Provided entries ->
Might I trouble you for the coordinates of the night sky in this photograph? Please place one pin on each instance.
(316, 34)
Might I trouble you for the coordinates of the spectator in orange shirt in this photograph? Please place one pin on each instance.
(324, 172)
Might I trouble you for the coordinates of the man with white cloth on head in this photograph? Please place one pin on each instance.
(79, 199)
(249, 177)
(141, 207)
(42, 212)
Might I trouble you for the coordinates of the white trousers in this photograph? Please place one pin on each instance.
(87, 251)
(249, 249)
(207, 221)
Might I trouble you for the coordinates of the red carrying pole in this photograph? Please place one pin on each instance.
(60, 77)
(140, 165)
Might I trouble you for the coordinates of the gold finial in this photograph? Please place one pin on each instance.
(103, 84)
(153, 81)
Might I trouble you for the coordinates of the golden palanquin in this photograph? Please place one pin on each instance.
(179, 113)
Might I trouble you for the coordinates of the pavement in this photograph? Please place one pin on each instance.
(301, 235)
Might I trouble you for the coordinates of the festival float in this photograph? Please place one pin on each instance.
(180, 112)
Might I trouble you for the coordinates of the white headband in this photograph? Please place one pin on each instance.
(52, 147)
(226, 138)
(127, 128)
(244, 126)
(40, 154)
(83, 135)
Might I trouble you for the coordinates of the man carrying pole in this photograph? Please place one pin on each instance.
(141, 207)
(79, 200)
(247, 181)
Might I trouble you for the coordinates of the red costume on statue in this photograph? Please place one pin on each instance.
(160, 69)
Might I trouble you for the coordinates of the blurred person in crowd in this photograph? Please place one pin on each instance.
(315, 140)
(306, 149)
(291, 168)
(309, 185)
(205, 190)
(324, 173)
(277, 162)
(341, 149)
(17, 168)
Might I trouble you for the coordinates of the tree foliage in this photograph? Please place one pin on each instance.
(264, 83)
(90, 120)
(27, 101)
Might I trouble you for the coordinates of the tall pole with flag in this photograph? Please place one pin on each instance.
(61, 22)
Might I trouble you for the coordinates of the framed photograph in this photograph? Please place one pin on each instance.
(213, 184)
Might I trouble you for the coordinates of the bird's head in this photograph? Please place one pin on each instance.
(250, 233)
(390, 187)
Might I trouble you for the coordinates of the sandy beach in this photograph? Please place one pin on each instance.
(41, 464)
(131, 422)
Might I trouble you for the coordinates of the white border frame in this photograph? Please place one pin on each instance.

The task ->
Transcribe, in full, each record that appears above.

Result for this exercise ->
Might I trouble you for the coordinates of the night sky in this photograph? Please place one pin on each instance.
(316, 34)
Might I trouble you for the coordinates of the spectator in orange shirt in this photograph? Please place one pin on each instance.
(324, 172)
Might I trouble you for the coordinates of the man with white cloth on head in this photograph? Please place one pin on each instance.
(79, 199)
(249, 177)
(141, 207)
(42, 212)
Might I trouble you for the coordinates of the white trousers in this photograph? Please place one pin on each instance.
(87, 251)
(249, 249)
(207, 221)
Might I trouble you for the coordinates of the red carrying pole in this photograph? Please place one pin on each instance.
(60, 77)
(140, 165)
Might I trouble you for the coordinates of the gold finial in this photograph? Please place one pin on each instance.
(103, 84)
(153, 81)
Might I trouble you for the coordinates of the golden palanquin in this photograph? Please place one pin on each instance.
(179, 113)
Might I trouble you for the coordinates of the pavement in this photograph? Please place one pin on each instance.
(301, 235)
Might I trouble you for the coordinates of the festival float in this photograph? Please place one pin on each instance.
(180, 112)
Might I trouble you for the coordinates of the white headband in this photograph? Please place one pin on each instance.
(52, 147)
(226, 138)
(127, 128)
(244, 126)
(40, 154)
(83, 135)
Might I trouble you for the coordinates of the man carrying pole in this photograph? Please place one pin on each instance.
(141, 207)
(79, 200)
(247, 181)
Might I trouble you for the coordinates of the red costume on statue in this photograph? Please place one pin on each instance.
(160, 69)
Might I trouble you for the coordinates of the blurred person in crowd in this photograph? Please place one pin on each instance.
(315, 140)
(306, 149)
(291, 168)
(309, 185)
(205, 190)
(324, 173)
(277, 162)
(341, 149)
(17, 168)
Might I trouble you for the coordinates of the tree foliage in this photograph? Please place one pin on each instance.
(264, 83)
(90, 120)
(27, 101)
Might I trouble you for the coordinates of the tall pole with flag in this photograph? Please place one pin on each instance.
(61, 22)
Might I trouble you for the coordinates of the framed photograph in this photograph? Please place one pin on each instance.
(213, 184)
Might I trouble you for the coordinates of the bird's head in this photograph? Please place one pin on each instance.
(250, 233)
(390, 187)
Might I trouble you for the coordinates of the sandy beach in this photograph? Please place one pin on each instance.
(41, 464)
(131, 422)
Might I trouble you for the coordinates of the white border frame in this photograph? Please place one pin on each instance.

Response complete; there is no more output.